== Instructions for the task ==
Please repeat the data exactly, leaving nothing out.

Saved data entries:
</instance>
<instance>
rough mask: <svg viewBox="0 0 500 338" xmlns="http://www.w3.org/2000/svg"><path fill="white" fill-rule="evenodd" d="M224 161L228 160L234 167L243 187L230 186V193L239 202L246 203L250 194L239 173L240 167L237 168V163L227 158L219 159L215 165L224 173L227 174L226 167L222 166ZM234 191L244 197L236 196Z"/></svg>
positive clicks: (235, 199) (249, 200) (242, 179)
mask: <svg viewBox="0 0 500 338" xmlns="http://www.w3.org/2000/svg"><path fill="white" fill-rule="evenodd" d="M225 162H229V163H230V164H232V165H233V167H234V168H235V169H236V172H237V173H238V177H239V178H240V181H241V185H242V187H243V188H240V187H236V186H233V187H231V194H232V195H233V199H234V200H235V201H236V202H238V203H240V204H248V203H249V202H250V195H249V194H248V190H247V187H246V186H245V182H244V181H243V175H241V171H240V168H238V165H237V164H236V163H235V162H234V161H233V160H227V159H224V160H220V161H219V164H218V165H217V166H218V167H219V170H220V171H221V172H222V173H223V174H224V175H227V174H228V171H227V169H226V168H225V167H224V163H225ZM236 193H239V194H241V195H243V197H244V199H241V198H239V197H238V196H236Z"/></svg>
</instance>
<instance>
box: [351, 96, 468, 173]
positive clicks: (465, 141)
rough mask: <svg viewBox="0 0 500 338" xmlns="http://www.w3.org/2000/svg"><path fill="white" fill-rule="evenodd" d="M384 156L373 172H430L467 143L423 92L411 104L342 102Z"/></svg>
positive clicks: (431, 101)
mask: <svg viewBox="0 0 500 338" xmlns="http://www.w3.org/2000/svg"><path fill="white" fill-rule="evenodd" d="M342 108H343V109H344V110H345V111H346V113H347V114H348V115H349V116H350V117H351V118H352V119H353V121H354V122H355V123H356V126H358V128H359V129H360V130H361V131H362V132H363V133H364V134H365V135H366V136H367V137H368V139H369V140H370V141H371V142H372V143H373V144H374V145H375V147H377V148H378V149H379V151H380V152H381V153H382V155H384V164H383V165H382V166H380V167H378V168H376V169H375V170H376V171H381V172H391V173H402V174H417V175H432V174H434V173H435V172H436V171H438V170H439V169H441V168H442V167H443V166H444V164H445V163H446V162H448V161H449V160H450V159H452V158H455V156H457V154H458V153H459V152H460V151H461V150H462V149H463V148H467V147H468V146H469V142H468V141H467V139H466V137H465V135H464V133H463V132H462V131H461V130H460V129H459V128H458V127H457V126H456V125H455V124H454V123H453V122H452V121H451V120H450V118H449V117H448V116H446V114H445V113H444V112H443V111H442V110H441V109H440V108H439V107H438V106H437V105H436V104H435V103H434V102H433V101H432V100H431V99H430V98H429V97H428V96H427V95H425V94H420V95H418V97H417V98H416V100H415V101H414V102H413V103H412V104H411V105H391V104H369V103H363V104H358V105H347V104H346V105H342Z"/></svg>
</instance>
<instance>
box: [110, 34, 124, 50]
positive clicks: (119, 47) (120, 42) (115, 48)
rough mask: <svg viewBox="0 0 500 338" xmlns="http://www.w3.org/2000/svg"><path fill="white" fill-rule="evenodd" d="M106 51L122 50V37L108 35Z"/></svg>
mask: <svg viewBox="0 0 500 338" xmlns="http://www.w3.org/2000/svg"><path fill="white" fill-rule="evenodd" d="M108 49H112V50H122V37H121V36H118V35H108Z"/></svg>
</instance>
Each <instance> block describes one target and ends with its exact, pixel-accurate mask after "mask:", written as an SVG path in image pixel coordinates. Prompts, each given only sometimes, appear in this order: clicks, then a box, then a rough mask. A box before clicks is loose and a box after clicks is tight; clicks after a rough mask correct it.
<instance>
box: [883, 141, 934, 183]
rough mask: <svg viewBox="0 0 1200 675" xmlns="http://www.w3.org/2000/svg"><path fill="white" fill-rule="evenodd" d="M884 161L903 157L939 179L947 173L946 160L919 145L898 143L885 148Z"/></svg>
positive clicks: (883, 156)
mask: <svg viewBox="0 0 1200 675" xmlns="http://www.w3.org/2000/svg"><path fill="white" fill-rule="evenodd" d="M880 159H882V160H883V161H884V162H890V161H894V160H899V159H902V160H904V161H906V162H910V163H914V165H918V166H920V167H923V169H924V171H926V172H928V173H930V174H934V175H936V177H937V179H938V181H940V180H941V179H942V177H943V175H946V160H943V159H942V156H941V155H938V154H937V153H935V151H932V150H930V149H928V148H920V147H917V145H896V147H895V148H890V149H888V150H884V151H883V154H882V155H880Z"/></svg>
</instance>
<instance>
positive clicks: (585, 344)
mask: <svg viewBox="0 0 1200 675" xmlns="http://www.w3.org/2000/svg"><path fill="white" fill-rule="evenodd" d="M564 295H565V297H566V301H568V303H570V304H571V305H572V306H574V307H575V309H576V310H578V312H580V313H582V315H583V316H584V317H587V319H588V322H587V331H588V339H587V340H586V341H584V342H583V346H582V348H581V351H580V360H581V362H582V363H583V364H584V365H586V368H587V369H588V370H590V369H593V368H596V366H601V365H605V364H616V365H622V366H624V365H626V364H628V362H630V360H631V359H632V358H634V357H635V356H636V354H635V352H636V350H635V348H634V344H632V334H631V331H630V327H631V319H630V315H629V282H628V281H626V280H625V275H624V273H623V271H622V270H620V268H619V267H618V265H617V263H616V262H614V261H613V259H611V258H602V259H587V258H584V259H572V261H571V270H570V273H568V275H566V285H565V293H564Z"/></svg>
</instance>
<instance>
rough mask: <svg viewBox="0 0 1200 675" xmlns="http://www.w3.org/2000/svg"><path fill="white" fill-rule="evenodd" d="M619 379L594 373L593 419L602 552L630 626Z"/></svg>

== Task solution ==
</instance>
<instance>
rough mask: <svg viewBox="0 0 500 338" xmlns="http://www.w3.org/2000/svg"><path fill="white" fill-rule="evenodd" d="M224 161L228 160L234 167L243 187L230 186V193L239 202L246 203L250 194L239 173L240 167L237 168V163L227 158L219 159L215 165L224 173L227 174L226 167L222 166ZM234 191L244 197L236 196Z"/></svg>
positive clicks: (235, 199) (249, 200) (242, 179)
mask: <svg viewBox="0 0 500 338" xmlns="http://www.w3.org/2000/svg"><path fill="white" fill-rule="evenodd" d="M225 162H229V163H230V164H232V165H233V167H234V168H235V169H236V172H237V173H238V177H239V178H240V181H241V185H242V187H243V188H240V187H236V186H233V187H231V194H232V195H233V199H234V200H235V201H236V202H238V203H240V204H248V203H249V202H250V195H249V194H248V190H247V187H246V186H245V182H244V181H243V175H241V171H240V168H238V165H237V164H236V163H235V162H234V161H233V160H227V159H224V160H220V161H219V164H218V165H217V166H218V167H219V170H220V171H221V172H222V173H223V174H224V175H227V174H228V171H227V169H226V168H225V167H224V163H225ZM236 193H239V194H241V195H243V197H244V199H241V198H239V197H238V196H236Z"/></svg>
</instance>
<instance>
box: [351, 96, 468, 173]
positive clicks: (465, 141)
rough mask: <svg viewBox="0 0 500 338" xmlns="http://www.w3.org/2000/svg"><path fill="white" fill-rule="evenodd" d="M384 156L373 172H430L467 143L423 92L411 104L342 102Z"/></svg>
positive clicks: (431, 101)
mask: <svg viewBox="0 0 500 338" xmlns="http://www.w3.org/2000/svg"><path fill="white" fill-rule="evenodd" d="M342 108H343V109H344V110H345V111H346V113H347V114H348V115H349V116H350V117H351V118H352V119H353V121H354V122H355V123H356V126H358V128H359V129H360V130H361V131H362V132H363V133H364V134H365V135H366V136H367V137H368V139H369V140H370V141H371V142H372V143H373V144H374V145H375V147H377V148H378V149H379V151H380V152H381V153H382V155H384V164H383V165H382V166H380V167H378V168H376V169H375V170H376V171H381V172H391V173H402V174H417V175H432V174H434V173H435V172H436V171H438V170H439V169H441V168H442V167H443V166H444V164H445V163H446V162H448V161H449V160H450V159H452V158H455V156H457V154H458V153H459V152H460V151H461V150H462V149H463V148H467V147H468V146H469V142H468V141H467V139H466V137H465V135H464V133H463V132H462V131H461V130H460V129H459V128H458V127H457V126H456V125H455V124H454V123H453V122H452V121H451V120H450V118H449V117H448V116H446V114H445V113H444V112H443V111H442V110H441V109H440V108H439V107H438V106H437V105H436V104H435V103H434V102H433V101H432V100H431V99H430V98H429V97H428V96H427V95H425V94H420V95H418V97H417V98H416V100H415V101H414V102H413V103H412V104H411V105H391V104H369V103H363V104H358V105H347V104H346V105H342Z"/></svg>
</instance>
<instance>
box: [110, 34, 124, 50]
positive clicks: (119, 47) (120, 42) (115, 48)
rough mask: <svg viewBox="0 0 500 338" xmlns="http://www.w3.org/2000/svg"><path fill="white" fill-rule="evenodd" d="M106 51L122 50V37L108 35Z"/></svg>
mask: <svg viewBox="0 0 500 338" xmlns="http://www.w3.org/2000/svg"><path fill="white" fill-rule="evenodd" d="M108 49H112V50H122V37H121V36H118V35H108Z"/></svg>
</instance>
Each <instance> block describes one target and ends with its exact, pixel-accurate mask after "mask:", written as an SVG path in image pixel coordinates. Prompts, each given only sometimes, appear in this order: clicks, then a box, then a rough mask. A box before clicks is loose and a box after clicks is tight; clicks after a rough mask correct it.
<instance>
box: [883, 141, 934, 183]
rough mask: <svg viewBox="0 0 1200 675" xmlns="http://www.w3.org/2000/svg"><path fill="white" fill-rule="evenodd" d="M884 161L903 157L939 179L947 173L946 160L919 145L898 143L885 148Z"/></svg>
positive clicks: (883, 156)
mask: <svg viewBox="0 0 1200 675" xmlns="http://www.w3.org/2000/svg"><path fill="white" fill-rule="evenodd" d="M880 159H882V160H883V161H884V162H890V161H894V160H899V159H902V160H904V161H906V162H910V163H914V165H918V166H920V167H923V169H924V171H926V172H928V173H930V174H934V175H936V177H937V179H938V181H940V180H941V179H942V177H943V175H946V160H943V159H942V156H941V155H938V154H937V153H935V151H932V150H930V149H928V148H920V147H917V145H896V147H895V148H890V149H888V150H884V151H883V154H882V155H880Z"/></svg>
</instance>
<instance>
positive clicks: (585, 344)
mask: <svg viewBox="0 0 1200 675" xmlns="http://www.w3.org/2000/svg"><path fill="white" fill-rule="evenodd" d="M564 295H565V297H566V301H568V303H570V304H571V305H572V306H574V307H575V309H576V310H578V312H580V313H582V315H583V316H584V317H587V319H588V322H587V331H588V339H587V340H586V341H584V342H583V346H582V348H581V351H580V360H581V362H582V363H583V364H584V365H586V368H587V369H588V370H590V369H593V368H596V366H601V365H605V364H616V365H622V366H624V365H626V364H628V362H630V360H631V359H632V358H634V357H635V356H636V354H635V352H636V350H635V348H634V344H632V334H631V331H630V327H631V319H630V315H629V282H628V281H626V280H625V275H624V273H623V271H622V270H620V268H619V267H618V265H617V263H616V262H614V261H613V259H611V258H602V259H587V258H584V259H572V261H571V270H570V273H568V275H566V285H565V293H564Z"/></svg>
</instance>
<instance>
rough mask: <svg viewBox="0 0 1200 675" xmlns="http://www.w3.org/2000/svg"><path fill="white" fill-rule="evenodd" d="M619 379L594 373L593 419L602 552L630 626Z"/></svg>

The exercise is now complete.